→ **Aim**
Copy every line below that contains the word "target". Case counts.
= = = =
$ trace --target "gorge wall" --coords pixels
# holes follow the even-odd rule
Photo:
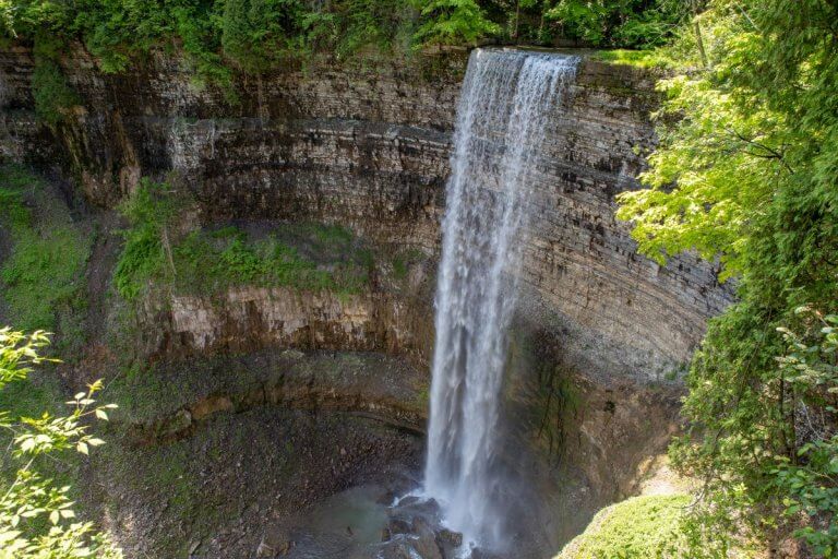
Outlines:
[[[141,177],[175,177],[199,203],[195,215],[182,216],[195,226],[339,224],[376,253],[419,254],[402,274],[380,260],[369,285],[350,296],[248,285],[212,297],[152,290],[137,313],[135,345],[165,367],[172,361],[194,370],[166,377],[167,392],[183,394],[165,417],[143,416],[134,430],[147,439],[163,425],[180,437],[195,429],[199,416],[250,414],[266,403],[379,413],[412,432],[421,429],[439,224],[466,61],[466,52],[451,51],[370,68],[289,64],[260,78],[237,76],[238,103],[230,104],[226,92],[194,83],[177,53],[155,51],[127,73],[104,74],[75,47],[61,67],[82,103],[48,127],[34,111],[31,49],[0,49],[0,157],[73,179],[94,215],[112,222],[112,210]],[[671,373],[689,358],[707,318],[730,300],[710,265],[685,255],[661,267],[636,254],[628,225],[614,218],[614,195],[638,187],[635,177],[655,142],[654,82],[646,71],[584,59],[571,94],[554,107],[537,162],[507,400],[528,442],[547,457],[513,467],[550,485],[534,481],[531,490],[552,510],[544,518],[553,520],[546,528],[553,544],[578,533],[597,506],[631,492],[638,465],[665,448],[680,391]],[[116,250],[108,242],[115,241],[98,245],[101,252]],[[98,284],[92,275],[92,294],[106,290],[112,260]],[[297,386],[287,380],[297,369],[285,357],[259,366],[248,357],[259,361],[260,352],[289,346],[386,353],[410,367],[379,374],[335,358],[327,372],[303,374]],[[220,361],[205,379],[208,369],[196,358],[215,356]],[[225,388],[230,359],[247,361],[237,371],[265,378],[255,389]],[[352,382],[335,390],[340,374]],[[182,390],[196,377],[200,389]],[[376,394],[380,378],[398,388]],[[290,388],[282,397],[265,388],[284,383]],[[213,414],[204,413],[207,406]],[[381,454],[400,455],[390,449]],[[419,453],[416,444],[410,449]],[[152,516],[147,531],[160,530]]]

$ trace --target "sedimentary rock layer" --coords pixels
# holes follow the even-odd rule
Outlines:
[[[173,170],[204,222],[319,219],[434,251],[465,63],[464,52],[373,69],[312,62],[239,76],[230,104],[196,85],[183,57],[153,53],[106,75],[79,48],[62,67],[83,105],[48,129],[33,115],[32,53],[11,47],[0,52],[0,153],[61,162],[104,206],[140,176]],[[553,317],[568,345],[596,346],[601,359],[589,365],[637,378],[685,359],[729,299],[706,263],[683,257],[660,267],[638,257],[613,216],[614,195],[637,188],[654,144],[653,83],[583,62],[538,163],[522,270],[530,308]]]

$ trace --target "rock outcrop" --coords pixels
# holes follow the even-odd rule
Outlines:
[[[323,62],[239,76],[240,102],[199,87],[181,57],[155,52],[107,75],[81,48],[62,67],[84,105],[52,130],[33,115],[29,50],[0,52],[0,152],[63,162],[93,202],[112,206],[140,176],[179,173],[202,218],[340,223],[379,242],[436,250],[464,53],[390,68]],[[556,107],[534,188],[522,270],[530,301],[568,345],[596,345],[588,367],[654,378],[687,358],[729,293],[690,257],[661,267],[635,253],[613,216],[654,144],[654,80],[583,61]]]

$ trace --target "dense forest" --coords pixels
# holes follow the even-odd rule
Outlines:
[[[790,534],[815,557],[838,554],[836,2],[0,0],[0,21],[2,40],[34,48],[36,109],[53,124],[75,104],[58,63],[75,41],[107,73],[153,50],[181,50],[195,86],[225,88],[234,105],[235,73],[315,57],[386,63],[477,45],[586,47],[655,72],[659,142],[644,154],[644,187],[619,197],[618,217],[632,223],[644,254],[661,265],[698,254],[737,294],[710,320],[686,376],[689,428],[669,452],[701,489],[667,556],[731,557]],[[0,215],[12,224],[27,219],[15,195],[0,190]],[[137,204],[124,210],[140,223],[128,245],[154,251],[163,270],[156,239],[172,210]],[[3,285],[25,282],[31,264],[3,264]],[[117,270],[129,295],[132,265],[125,258]],[[0,388],[40,366],[46,343],[43,333],[0,330]],[[16,471],[0,483],[3,559],[118,556],[92,524],[74,523],[67,489],[34,467],[41,455],[103,443],[84,419],[107,419],[93,400],[98,388],[76,395],[69,417],[3,417],[15,438],[0,472],[12,469],[7,459]]]

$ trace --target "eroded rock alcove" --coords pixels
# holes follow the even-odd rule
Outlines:
[[[0,52],[0,154],[52,177],[56,199],[99,231],[85,275],[93,334],[64,376],[108,374],[124,399],[120,442],[87,500],[129,551],[340,546],[351,535],[312,532],[309,511],[370,484],[380,495],[362,499],[392,498],[420,478],[439,221],[466,59],[321,60],[239,76],[230,104],[193,84],[177,53],[109,75],[76,48],[61,64],[81,104],[47,127],[33,111],[31,50]],[[526,537],[542,555],[634,490],[677,428],[681,365],[729,300],[706,263],[637,255],[613,216],[655,141],[654,81],[584,59],[538,166],[506,407],[510,461],[538,519]],[[110,293],[123,226],[115,209],[141,177],[189,193],[184,229],[340,226],[372,255],[368,282],[351,294],[152,285],[127,306]]]

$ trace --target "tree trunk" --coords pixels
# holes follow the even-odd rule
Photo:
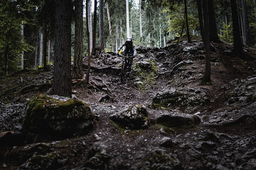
= = = =
→ **The output**
$ trace --target "gorge wall" --coords pixels
$ trace --target "sedimentary rock layer" --coords pixels
$ trace --target "rock outcrop" --coords pixels
$ trace --target "dense forest" --coords pixels
$ trace --target "eroded rock alcove" --coords pixels
$ trace --target "tree trunk" --coords pixels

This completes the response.